*TE BESTUDEREN TEKST*
________
Voormelde omstandigheden rechtvaardigen het opleggen van een onvoorwaardelijke gevangenisstraf van na te melden duur. Die straf is passend en geboden.
Het hof acht - naast een onvoorwaardelijke vrijheidsstraf - de oplegging van de maatregel van terbeschikkingstelling met dwangverpleging geboden.
Voor zover door de verdediging is betoogd dat verdachte in zijn belangen is geschaad door het lange tijdsverloop tussen zijn arrestatie en de uiteindelijke afdoening van de zaak, in het bijzonder doordat op 1 juli 2010 artikel 38 van het Wetboek van Strafrecht is gewijzigd waardoor met ingang van die datum een terbeschikkingstelling met voorwaarden kan worden gecombineerd met een gevangenisstraf van ten hoogste vijf jaar in plaats van de tot dan toe geldende gevangenisstraf van ten hoogste drie jaar, en verdachte ervan uitgegaan is dat hij onder het oude regime van artikel 38 van het Wetboek van Strafrecht zou vallen in die zin dat hem naast de maatregel van terbeschikkingstelling al dan niet met verpleging van overheidswege ten hoogste een gevangenisstraf van drie jaar zou worden opgelegd, overweegt het hof dat de bewezenverklaarde feiten dermate ernstig zijn dat - zo het hof al oplegging van een terbeschikkingstelling met voorwaarden geïndiceerd geacht zou hebben - een onvoorwaardelijke gevangenisstraf van ten hoogste drie jaar geen recht doet aan de ernst van de feiten en de omstandigheden waaronder die feiten zijn begaan. Het hof passeert dan ook het beroep op toepassing van de in artikel 38 van het Wetboek van Strafrecht zoals die bepaling gold tot 1 juli 2010 opgenomen maximum gevangenisstraf van drie jaar, nog daargelaten dat een dergelijk beroep ook overigens geen steun vindt in het recht.
________
Noem de maximale gevangenisstraf die volgens de te bestuderen tekst sinds 1 juli 2010 met een terbeschikkingstelling met voorwaarden kan worden gecombineerd.

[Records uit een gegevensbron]
________
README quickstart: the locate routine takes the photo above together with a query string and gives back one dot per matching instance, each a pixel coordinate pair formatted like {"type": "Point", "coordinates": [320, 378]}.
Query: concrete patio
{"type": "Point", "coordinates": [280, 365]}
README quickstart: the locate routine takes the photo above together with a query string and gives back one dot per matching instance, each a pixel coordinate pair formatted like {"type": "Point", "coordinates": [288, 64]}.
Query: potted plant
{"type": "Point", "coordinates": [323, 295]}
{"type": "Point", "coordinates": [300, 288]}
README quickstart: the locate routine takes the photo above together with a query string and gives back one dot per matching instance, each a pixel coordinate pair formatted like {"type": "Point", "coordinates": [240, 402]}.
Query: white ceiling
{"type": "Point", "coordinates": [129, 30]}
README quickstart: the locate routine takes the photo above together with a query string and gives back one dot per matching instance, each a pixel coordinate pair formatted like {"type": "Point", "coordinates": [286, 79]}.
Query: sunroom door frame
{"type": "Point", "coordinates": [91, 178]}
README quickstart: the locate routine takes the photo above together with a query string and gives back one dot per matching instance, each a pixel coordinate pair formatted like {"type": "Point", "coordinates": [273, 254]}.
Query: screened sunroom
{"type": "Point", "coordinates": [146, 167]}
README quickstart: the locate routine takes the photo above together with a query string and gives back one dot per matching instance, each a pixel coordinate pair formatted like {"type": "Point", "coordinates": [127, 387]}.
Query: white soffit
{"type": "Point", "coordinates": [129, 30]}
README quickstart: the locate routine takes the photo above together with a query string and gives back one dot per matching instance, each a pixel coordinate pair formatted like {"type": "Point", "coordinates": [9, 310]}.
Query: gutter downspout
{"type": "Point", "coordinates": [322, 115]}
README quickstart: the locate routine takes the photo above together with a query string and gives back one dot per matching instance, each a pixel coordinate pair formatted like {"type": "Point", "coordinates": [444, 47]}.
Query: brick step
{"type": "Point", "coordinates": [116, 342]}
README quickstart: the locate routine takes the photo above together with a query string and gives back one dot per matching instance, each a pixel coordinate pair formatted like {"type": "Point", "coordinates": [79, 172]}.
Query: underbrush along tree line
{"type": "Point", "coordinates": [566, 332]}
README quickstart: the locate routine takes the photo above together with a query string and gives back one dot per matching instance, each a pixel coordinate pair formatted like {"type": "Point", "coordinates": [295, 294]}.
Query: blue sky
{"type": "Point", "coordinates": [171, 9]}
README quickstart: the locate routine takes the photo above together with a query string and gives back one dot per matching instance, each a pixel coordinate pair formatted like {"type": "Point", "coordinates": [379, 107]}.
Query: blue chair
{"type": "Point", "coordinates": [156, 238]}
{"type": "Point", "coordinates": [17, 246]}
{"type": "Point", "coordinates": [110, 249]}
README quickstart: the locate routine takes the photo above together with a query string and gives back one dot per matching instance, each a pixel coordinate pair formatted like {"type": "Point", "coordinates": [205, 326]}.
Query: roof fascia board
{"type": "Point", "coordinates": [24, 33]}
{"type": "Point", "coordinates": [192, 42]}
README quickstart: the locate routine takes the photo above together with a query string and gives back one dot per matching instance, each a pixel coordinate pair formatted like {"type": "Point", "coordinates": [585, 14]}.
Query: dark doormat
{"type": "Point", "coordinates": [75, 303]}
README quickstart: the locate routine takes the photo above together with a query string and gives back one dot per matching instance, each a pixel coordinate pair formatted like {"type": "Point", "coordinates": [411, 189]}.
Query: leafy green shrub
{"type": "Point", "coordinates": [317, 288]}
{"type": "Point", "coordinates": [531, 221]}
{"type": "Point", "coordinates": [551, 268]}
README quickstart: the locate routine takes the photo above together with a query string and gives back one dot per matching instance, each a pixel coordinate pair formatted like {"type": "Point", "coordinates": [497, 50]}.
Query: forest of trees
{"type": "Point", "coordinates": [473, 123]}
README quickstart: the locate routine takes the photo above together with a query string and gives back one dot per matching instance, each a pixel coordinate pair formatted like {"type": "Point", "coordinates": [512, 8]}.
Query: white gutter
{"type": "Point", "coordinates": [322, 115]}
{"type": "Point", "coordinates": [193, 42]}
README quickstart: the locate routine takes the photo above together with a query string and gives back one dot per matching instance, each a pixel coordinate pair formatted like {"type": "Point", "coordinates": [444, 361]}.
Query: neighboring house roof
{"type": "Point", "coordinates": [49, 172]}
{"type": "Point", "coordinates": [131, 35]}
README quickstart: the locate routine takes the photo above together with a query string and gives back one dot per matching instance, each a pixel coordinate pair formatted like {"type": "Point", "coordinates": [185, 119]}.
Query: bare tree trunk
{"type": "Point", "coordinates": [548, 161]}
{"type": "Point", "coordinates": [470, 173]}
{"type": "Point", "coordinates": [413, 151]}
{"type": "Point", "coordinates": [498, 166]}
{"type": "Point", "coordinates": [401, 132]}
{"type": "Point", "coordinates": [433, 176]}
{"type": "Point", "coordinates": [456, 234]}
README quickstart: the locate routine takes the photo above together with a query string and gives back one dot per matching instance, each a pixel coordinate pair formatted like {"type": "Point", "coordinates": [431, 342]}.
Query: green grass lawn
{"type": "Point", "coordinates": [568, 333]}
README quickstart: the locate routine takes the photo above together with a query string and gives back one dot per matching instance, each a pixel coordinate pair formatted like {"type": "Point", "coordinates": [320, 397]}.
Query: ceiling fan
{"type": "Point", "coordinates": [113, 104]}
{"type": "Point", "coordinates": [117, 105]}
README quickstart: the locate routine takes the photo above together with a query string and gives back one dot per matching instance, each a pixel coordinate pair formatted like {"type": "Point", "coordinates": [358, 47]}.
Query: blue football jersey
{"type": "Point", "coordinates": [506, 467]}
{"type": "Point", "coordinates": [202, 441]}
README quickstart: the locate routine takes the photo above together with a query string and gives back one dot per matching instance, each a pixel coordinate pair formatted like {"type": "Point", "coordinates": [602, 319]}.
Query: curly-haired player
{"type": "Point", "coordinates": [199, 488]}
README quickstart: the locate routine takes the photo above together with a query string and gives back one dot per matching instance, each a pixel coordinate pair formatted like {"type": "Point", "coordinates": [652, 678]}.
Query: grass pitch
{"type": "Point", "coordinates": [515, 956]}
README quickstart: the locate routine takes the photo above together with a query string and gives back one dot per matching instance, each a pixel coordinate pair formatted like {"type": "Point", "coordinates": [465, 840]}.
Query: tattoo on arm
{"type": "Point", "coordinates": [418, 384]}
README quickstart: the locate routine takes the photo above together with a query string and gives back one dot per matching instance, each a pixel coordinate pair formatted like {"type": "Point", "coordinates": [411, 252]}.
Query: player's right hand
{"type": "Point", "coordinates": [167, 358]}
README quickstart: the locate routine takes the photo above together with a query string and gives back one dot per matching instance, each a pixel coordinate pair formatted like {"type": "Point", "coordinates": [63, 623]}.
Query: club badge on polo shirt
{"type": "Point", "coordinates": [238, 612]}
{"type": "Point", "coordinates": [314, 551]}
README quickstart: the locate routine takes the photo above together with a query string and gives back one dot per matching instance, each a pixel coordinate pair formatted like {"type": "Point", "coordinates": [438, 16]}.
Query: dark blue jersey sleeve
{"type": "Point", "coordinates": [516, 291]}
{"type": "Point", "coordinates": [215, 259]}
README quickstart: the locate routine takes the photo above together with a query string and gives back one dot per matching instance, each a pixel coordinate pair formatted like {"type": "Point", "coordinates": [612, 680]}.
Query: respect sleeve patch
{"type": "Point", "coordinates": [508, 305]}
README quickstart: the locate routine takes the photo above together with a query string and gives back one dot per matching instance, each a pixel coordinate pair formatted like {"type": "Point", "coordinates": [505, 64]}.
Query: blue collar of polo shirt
________
*ANTWOORD*
Ten hoogste vijf jaar.